** Start Records to process **

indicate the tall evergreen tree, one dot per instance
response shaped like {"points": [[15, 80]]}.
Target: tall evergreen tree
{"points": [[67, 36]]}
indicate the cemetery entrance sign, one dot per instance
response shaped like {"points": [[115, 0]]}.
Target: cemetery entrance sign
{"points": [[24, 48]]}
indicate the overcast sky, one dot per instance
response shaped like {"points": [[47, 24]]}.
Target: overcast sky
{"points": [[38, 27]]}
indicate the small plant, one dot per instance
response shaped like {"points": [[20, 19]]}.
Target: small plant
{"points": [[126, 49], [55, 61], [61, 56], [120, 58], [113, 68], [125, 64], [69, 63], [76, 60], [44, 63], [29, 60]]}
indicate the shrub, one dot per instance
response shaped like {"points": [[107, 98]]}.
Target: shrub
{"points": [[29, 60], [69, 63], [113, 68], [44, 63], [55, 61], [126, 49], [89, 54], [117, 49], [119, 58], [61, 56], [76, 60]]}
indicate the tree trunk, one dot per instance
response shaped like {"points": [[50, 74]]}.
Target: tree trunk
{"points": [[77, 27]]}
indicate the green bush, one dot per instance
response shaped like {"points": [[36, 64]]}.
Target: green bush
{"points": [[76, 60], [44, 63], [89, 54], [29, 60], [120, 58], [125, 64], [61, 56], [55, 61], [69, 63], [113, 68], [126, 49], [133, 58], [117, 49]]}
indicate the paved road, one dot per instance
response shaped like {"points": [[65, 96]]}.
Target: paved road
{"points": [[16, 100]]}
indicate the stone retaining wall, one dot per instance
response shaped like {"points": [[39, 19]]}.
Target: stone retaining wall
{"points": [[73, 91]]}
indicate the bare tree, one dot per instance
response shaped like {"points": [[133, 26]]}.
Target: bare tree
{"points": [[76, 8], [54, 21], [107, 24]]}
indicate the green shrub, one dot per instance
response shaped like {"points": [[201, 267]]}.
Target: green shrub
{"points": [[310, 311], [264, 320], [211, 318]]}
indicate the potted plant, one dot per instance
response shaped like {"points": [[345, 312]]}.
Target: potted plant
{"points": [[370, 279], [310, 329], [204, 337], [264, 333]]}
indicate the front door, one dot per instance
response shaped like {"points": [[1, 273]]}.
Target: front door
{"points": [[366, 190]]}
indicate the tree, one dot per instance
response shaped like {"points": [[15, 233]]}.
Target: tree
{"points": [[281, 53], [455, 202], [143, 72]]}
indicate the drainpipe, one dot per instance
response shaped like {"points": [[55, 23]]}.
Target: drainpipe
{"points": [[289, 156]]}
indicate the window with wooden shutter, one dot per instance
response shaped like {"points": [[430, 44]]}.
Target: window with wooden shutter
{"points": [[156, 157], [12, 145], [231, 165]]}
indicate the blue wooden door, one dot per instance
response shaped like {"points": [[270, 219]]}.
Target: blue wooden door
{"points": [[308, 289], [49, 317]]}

** End Records to process **
** Start Records to process **

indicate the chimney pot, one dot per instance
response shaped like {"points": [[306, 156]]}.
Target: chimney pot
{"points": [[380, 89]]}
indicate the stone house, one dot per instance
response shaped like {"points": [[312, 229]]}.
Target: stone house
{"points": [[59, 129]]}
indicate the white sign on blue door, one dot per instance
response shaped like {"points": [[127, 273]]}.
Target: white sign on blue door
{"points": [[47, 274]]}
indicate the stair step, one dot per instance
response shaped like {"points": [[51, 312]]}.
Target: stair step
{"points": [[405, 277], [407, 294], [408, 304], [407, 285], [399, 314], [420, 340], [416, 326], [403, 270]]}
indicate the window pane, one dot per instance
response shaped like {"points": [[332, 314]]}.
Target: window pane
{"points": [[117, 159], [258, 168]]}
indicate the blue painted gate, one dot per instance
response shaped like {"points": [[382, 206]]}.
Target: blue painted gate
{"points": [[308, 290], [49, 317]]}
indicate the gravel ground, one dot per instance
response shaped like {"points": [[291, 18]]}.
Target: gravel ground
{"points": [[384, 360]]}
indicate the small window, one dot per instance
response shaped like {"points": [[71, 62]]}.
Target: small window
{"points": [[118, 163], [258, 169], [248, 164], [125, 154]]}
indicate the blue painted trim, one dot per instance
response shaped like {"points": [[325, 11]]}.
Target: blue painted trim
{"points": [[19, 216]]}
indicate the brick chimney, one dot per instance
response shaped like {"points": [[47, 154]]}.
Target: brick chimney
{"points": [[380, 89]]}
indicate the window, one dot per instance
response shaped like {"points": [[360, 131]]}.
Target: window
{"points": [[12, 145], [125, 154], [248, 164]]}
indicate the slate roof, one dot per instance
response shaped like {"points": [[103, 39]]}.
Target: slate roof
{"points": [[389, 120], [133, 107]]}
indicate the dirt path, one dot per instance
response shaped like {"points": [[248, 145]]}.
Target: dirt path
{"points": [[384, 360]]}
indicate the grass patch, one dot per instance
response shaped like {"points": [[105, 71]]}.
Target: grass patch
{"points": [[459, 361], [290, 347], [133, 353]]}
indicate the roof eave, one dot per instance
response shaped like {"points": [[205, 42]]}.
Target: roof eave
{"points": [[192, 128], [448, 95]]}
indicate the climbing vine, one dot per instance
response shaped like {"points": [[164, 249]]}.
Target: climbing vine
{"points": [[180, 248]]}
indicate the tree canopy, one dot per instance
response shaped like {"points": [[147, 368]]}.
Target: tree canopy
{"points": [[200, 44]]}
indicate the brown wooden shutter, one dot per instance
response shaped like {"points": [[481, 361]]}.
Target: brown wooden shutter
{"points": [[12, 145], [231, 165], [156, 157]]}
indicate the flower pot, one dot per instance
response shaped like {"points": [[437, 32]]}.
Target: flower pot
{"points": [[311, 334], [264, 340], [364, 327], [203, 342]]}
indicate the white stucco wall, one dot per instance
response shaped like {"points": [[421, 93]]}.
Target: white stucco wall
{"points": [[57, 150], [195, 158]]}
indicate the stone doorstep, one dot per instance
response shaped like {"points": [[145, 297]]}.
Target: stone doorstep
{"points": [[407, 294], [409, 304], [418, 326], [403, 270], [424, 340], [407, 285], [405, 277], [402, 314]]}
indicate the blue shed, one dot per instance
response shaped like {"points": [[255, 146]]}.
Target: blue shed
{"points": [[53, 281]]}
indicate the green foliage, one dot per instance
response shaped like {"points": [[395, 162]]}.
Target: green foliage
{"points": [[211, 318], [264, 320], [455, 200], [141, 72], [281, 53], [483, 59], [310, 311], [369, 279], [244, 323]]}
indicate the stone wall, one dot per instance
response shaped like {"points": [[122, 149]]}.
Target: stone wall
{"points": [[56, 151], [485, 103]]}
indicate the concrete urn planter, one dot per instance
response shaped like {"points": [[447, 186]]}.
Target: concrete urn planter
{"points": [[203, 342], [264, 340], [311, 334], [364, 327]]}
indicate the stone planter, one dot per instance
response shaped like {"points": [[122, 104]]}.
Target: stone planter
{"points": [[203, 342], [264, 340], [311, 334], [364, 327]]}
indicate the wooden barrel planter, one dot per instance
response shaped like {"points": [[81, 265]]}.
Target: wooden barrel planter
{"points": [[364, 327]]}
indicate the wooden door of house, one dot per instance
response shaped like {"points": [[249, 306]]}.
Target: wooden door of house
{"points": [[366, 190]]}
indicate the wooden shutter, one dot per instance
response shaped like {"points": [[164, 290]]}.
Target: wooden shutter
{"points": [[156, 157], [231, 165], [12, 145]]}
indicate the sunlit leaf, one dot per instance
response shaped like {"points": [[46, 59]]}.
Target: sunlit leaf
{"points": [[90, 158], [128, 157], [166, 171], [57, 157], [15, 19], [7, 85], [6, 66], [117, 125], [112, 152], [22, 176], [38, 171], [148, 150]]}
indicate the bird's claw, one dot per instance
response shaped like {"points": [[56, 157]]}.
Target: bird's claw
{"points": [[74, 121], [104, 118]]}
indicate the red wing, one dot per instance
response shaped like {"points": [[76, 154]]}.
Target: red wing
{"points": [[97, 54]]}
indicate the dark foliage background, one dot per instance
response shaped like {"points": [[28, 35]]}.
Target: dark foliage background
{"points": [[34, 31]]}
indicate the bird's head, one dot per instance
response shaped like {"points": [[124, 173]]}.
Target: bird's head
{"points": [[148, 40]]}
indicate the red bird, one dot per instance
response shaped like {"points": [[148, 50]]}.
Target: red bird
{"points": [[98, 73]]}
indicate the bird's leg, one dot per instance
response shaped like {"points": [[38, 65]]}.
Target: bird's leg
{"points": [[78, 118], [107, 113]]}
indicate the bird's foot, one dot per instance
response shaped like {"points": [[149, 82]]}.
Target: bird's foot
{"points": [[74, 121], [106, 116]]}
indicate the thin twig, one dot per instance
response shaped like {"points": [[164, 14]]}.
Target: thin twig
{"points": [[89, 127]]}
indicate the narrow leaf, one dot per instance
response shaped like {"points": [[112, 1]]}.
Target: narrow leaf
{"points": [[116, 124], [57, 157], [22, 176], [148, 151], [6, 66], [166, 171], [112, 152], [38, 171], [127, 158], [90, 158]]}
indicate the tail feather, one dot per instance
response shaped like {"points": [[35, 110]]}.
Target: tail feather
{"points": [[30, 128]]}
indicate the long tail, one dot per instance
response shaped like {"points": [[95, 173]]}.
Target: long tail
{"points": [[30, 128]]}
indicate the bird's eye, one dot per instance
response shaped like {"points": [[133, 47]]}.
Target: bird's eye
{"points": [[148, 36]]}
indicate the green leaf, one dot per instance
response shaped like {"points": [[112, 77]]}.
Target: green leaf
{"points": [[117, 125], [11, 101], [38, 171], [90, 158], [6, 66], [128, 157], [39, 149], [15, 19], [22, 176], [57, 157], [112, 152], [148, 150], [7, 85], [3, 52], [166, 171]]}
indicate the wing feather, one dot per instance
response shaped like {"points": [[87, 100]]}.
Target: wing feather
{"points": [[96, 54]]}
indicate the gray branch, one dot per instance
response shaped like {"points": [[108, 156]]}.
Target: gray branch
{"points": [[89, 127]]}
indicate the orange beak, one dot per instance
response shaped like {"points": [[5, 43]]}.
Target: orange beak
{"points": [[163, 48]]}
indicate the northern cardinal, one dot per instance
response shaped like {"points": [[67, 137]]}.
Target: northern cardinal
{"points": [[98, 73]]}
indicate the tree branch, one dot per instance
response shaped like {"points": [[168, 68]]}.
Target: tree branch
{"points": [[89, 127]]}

** End Records to process **

How many lines of the material above contain the word "entrance"? Reply with the number alone.

2